[QUOTED PASSAGE]

Something about Liboni's manner aroused suspicion in policeman Giorgioni. He asked Liboni for his documents. Certainly, said Liboni, but they are in the holder on my bike outside. At which point, the policeman and Liboni walked out of the bar towards the motor bike.

Before he got to the bike, however, Liboni jumped on Giorgioni and shot him in the head with a calibre 38 revolver. For good measure, Liboni then shot the 36-year-old father of one (a four year old boy, Leonardo) a second time as he lay on the ground, dying.

From the moment that Liboni jumped on his bike and sped off, a massive nationwide police hunt for the killer had begun. The bar owner and a client had both been able to identify Liboni, someone well known to the police as "The Wolf", the solitary killer. Identikit pictures of Liboni were flashed across posters, newspaper front pages and TV news bulletins.

Just two days later, close to Termini station in central Rome, the police almost caught their man. Spotted by a policeman, Liboni had, however, made good his escape by first sequestering a passing car at gunpoint and then jumping out of the car and disappearing into the Rome underground.

Stored items
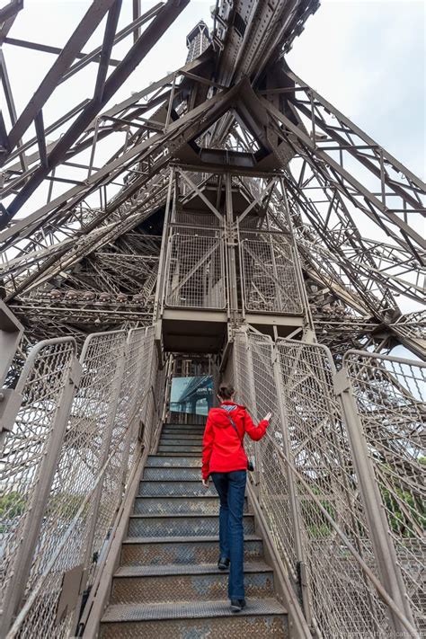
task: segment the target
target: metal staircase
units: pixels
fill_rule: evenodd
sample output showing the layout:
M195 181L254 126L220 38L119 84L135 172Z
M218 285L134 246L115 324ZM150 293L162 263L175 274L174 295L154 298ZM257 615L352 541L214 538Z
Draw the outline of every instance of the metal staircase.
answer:
M227 572L217 570L218 498L200 482L203 426L164 424L141 477L100 636L288 636L246 503L247 608L230 611Z

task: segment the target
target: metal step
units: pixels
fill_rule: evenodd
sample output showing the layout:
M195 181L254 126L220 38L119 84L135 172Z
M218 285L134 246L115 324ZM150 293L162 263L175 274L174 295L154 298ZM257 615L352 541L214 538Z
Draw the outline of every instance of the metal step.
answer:
M202 437L204 435L204 428L202 429L191 429L188 426L182 428L167 428L164 426L161 431L162 435L197 435L198 437Z
M206 419L207 422L207 419ZM164 428L206 428L206 422L201 424L178 424L175 422L164 423Z
M217 536L128 538L121 548L121 565L164 565L213 564L218 558ZM263 556L261 537L246 535L244 537L244 562L259 560Z
M288 636L287 610L276 599L249 601L238 615L229 601L174 601L173 604L111 606L101 624L102 639L225 639Z
M138 497L203 497L204 495L217 496L216 488L210 483L209 488L201 484L201 474L198 481L162 479L139 483Z
M201 461L201 451L199 453L192 453L192 452L175 452L175 451L170 451L170 450L162 450L158 451L158 457L196 457L197 459L200 459Z
M201 445L191 446L191 444L179 444L179 442L174 439L173 443L162 444L160 442L157 452L182 453L182 455L185 455L185 453L198 453L199 455L201 455L202 447Z
M177 457L176 455L171 455L167 457L166 455L150 455L146 460L146 466L149 468L176 468L181 466L187 467L189 466L192 468L200 468L201 458L200 457L195 457L195 456Z
M254 533L253 515L244 515L245 535ZM204 537L218 535L217 515L130 515L129 537Z
M136 515L154 515L174 513L197 513L199 515L218 515L219 498L215 495L202 497L138 497L135 500L134 513ZM247 512L247 500L244 503L244 512Z
M216 565L163 565L120 568L112 581L111 604L173 602L176 593L185 601L212 601L227 597L226 572ZM248 598L271 598L273 572L264 563L252 563L244 569Z
M197 443L202 441L202 435L194 435L194 433L188 434L186 432L162 432L160 437L160 443L162 441L196 441Z
M176 457L174 457L176 458ZM194 466L146 466L144 470L143 480L164 480L173 479L180 481L182 479L192 480L200 482L201 477L200 468Z

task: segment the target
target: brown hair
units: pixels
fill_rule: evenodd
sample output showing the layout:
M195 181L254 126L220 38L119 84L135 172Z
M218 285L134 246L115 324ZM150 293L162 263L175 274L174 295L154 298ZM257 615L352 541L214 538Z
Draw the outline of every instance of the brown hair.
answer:
M235 392L235 389L231 384L221 384L217 395L221 399L228 400L231 399Z

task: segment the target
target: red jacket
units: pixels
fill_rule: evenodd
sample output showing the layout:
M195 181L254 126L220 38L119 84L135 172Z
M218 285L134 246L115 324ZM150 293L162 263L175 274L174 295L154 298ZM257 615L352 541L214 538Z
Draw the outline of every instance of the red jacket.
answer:
M202 441L203 479L210 473L229 473L232 470L247 468L247 456L241 446L245 433L251 439L262 439L268 428L262 420L255 426L244 406L234 402L223 402L221 406L235 406L230 413L225 408L212 408L209 412ZM230 415L238 430L237 436L227 415Z

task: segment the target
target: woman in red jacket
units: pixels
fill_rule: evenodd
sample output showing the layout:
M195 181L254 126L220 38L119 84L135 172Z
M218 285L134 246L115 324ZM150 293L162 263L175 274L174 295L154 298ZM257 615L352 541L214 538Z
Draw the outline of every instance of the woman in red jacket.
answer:
M219 570L229 564L228 596L231 609L239 612L245 606L244 582L244 528L247 456L244 434L257 441L266 432L271 413L255 426L244 406L234 402L235 390L221 386L217 394L218 408L209 413L203 438L202 483L209 486L211 475L219 495Z

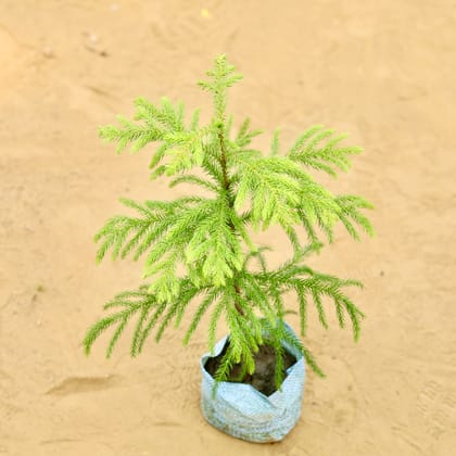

[EXERCISE REQUIREMENTS]
- 1) In the Liboni passage, rewrite the stretch from "Just two days" through "the Rome underground.", putting "the railway station" in place of "Termini station".
- 2) Using the Liboni passage above the entries, decide whether each statement agrees with it. Answer yes or no for each, quoting the words that settle it.
(a) Liboni told the policeman his documents were on his motor bike.
(b) Giorgioni was shot only once.
(c) The police caught Liboni near Termini station.

[ANSWERS FOR THIS EXERCISE]
- 1)
Just two days later, close to the railway station in central Rome, the police almost caught their man. Spotted by a policeman, Liboni had, however, made good his escape by first sequestering a passing car at gunpoint and then jumping out of the car and disappearing into the Rome underground.

- 2)
(a) Yes: "Certainly, said Liboni, but they are in the holder on my bike outside."
(b) No: "Liboni then shot the 36-year-old father of one (a four year old boy, Leonardo) a second time as he lay on the ground, dying."
(c) No: "close to Termini station in central Rome, the police almost caught their man."